(Point localization data)
<<<<
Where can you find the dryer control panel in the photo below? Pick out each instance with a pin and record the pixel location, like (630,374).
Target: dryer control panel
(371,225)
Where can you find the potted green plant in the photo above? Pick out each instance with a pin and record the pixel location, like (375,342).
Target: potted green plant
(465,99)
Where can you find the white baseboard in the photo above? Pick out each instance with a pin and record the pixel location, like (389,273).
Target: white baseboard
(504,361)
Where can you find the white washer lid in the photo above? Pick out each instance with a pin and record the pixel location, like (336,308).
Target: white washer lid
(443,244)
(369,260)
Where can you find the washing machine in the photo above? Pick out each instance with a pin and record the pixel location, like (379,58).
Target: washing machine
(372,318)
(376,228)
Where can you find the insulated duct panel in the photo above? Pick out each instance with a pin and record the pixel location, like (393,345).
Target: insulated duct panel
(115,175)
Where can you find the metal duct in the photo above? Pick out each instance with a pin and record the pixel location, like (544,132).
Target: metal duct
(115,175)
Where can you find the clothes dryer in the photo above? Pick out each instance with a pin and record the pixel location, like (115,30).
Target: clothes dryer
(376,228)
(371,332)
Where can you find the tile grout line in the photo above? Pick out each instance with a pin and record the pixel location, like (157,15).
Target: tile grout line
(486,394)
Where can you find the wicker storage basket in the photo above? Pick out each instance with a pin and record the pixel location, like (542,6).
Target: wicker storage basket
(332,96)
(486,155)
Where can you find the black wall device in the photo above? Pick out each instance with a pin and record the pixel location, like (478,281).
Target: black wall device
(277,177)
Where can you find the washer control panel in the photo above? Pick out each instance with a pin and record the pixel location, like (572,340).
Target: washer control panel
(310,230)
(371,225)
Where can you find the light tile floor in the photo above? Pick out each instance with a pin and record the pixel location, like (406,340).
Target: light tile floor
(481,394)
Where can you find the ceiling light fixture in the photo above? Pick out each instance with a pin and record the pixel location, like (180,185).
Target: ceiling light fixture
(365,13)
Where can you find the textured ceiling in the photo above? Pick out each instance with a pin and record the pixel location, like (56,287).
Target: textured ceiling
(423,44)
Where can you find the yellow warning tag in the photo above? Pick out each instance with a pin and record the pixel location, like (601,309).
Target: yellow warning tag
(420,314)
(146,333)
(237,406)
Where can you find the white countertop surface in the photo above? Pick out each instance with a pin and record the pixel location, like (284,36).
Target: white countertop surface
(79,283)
>>>>
● **Task to complete**
Emit an exact copy of the lines spanning the start of the records to the line containing "Where can you find the potted", inclusive, and no other output.

● **Task answer**
Where can you find the dryer control panel in the photo below? Pick out each instance with a pin and record the pixel location, like (630,374).
Target: dryer control panel
(371,225)
Where can you find the potted green plant in the photo above? Pick out each instance with a pin and record the pixel location, like (375,342).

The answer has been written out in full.